:: Given records ::
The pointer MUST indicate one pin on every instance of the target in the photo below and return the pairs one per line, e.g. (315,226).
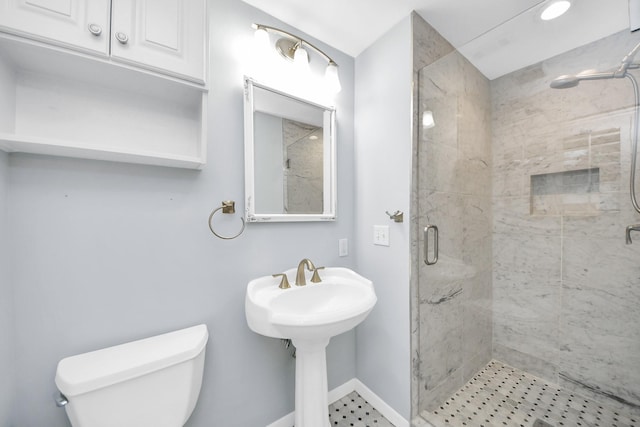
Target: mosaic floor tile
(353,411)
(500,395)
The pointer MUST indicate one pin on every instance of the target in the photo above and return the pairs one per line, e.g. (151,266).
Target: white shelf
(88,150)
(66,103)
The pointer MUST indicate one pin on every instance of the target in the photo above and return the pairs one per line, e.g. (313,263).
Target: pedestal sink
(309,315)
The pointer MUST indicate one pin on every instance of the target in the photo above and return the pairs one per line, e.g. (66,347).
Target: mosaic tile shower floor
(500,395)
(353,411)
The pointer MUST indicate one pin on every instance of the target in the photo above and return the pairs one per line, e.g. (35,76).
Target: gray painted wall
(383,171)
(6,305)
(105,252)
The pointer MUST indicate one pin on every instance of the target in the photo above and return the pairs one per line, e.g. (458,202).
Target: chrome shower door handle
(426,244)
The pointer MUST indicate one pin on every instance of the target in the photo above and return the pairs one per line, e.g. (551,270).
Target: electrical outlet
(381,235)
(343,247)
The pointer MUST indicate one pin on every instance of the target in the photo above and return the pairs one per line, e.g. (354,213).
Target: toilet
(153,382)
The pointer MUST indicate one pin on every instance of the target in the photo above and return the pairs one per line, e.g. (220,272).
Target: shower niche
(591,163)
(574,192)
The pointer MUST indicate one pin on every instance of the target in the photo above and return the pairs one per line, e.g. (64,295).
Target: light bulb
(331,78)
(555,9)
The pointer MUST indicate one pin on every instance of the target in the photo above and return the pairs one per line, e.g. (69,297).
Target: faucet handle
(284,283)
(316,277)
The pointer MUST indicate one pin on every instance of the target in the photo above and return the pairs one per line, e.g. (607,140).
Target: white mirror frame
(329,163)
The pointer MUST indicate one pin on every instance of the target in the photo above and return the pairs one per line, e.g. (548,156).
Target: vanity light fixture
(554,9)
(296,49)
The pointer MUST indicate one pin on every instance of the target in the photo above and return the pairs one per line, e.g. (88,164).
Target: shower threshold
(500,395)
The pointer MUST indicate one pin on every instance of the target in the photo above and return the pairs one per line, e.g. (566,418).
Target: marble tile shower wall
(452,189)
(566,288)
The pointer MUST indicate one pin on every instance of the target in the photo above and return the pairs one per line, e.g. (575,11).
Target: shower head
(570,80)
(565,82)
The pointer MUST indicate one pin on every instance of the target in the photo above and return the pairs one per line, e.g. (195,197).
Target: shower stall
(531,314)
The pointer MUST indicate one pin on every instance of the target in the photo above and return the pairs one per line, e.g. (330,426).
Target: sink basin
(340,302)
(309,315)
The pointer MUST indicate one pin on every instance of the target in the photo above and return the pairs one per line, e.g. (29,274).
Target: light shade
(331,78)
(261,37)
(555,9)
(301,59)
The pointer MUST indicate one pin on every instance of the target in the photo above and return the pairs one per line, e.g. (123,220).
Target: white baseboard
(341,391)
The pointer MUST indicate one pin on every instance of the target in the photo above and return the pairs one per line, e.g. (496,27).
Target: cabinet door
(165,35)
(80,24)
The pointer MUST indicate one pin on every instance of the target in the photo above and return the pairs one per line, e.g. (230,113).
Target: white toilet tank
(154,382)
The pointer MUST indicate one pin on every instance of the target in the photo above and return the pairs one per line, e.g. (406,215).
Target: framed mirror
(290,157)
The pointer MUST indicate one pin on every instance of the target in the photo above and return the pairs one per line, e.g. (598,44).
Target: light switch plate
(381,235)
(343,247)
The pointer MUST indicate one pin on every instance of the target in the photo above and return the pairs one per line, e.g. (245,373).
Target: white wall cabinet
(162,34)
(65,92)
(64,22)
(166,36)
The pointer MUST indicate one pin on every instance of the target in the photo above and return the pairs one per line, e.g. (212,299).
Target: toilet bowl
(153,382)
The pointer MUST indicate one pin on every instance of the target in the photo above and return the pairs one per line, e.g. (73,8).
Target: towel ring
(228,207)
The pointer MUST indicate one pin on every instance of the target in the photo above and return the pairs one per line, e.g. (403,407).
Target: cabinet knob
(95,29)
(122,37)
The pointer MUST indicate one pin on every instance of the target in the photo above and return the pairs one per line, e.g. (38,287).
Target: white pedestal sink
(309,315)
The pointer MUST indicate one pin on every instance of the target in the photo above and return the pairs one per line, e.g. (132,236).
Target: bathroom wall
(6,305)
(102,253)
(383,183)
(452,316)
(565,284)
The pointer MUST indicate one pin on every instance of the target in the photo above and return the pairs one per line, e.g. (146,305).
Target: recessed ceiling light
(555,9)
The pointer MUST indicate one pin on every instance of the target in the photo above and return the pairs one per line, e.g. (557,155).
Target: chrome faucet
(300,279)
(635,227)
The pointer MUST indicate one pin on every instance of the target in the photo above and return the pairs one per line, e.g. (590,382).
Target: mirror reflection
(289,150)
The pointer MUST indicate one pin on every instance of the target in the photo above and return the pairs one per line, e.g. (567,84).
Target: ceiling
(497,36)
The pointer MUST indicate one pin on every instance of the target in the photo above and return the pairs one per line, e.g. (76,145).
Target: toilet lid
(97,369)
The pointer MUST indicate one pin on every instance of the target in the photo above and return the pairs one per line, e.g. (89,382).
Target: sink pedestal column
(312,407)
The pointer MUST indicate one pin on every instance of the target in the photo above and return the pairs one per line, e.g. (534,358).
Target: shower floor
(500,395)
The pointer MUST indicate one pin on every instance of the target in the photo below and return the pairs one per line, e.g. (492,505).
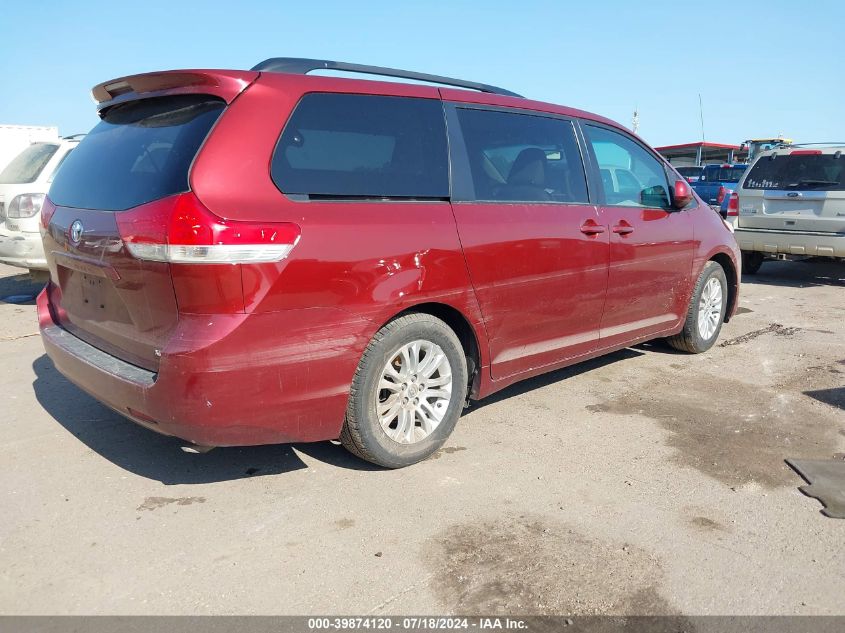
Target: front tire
:::
(Your assignment) Of all the entries above, retype exactly the lines from the line with "Target: white baseboard" to the line with "line, e.g. (146,305).", both included, and no others.

(Response to the exercise)
Target: white baseboard
(341,391)
The pointer MUST indicate one pin on every instance of the target in the photo above and return the pairs one per line, e.g. (496,27).
Target: cabinet door
(165,35)
(80,24)
The pointer MUST indicate one pin on every instance of the target in the photo above and return the pairs one per line, e.g. (230,113).
Target: white toilet tank
(154,382)
The pointer MUST indicate one pin on every instance of the target in the photo above and return the pairs one per line, e.g. (406,215).
Target: framed mirror
(290,157)
The pointer MUST indicate one pin on every instance of the target in the photo above and return the pairs one per line, e.g. (598,44).
Target: light switch plate
(381,235)
(343,247)
The pointer MUST indicate one pin on every instance of the target in the photo above and return the pairs one per line, e.g. (245,373).
Target: white wall cabinet
(162,34)
(65,92)
(64,22)
(166,36)
The pointer MUST indicate one pin on every instance of the target in the photo above and return the pairs one per line, e.g. (212,299).
Target: toilet bowl
(153,382)
The pointer MUST indicate one pin on every instance of the target in the photo above and return the pairs one per line, e.g. (73,8).
Target: towel ring
(228,207)
The pointer MUST indicate one pin on every instance of the target in the photo above and return the pairs one per line, e.g. (403,407).
Target: cabinet knob
(95,29)
(122,37)
The pointer MUST indicate one pin on every instance of the target in the photo above and return the pairs one per line, e.g. (38,287).
Target: white pedestal sink
(309,315)
The pointer MUST indicate one pin on every instance of the target in the photo above and return the pairs one per line, e.g. (132,236).
Target: bathroom wall
(6,305)
(102,253)
(383,183)
(452,316)
(565,284)
The pointer MUST indicate one pin on every instance of the target in the photo above and return the pairs one per line, e.g. (146,305).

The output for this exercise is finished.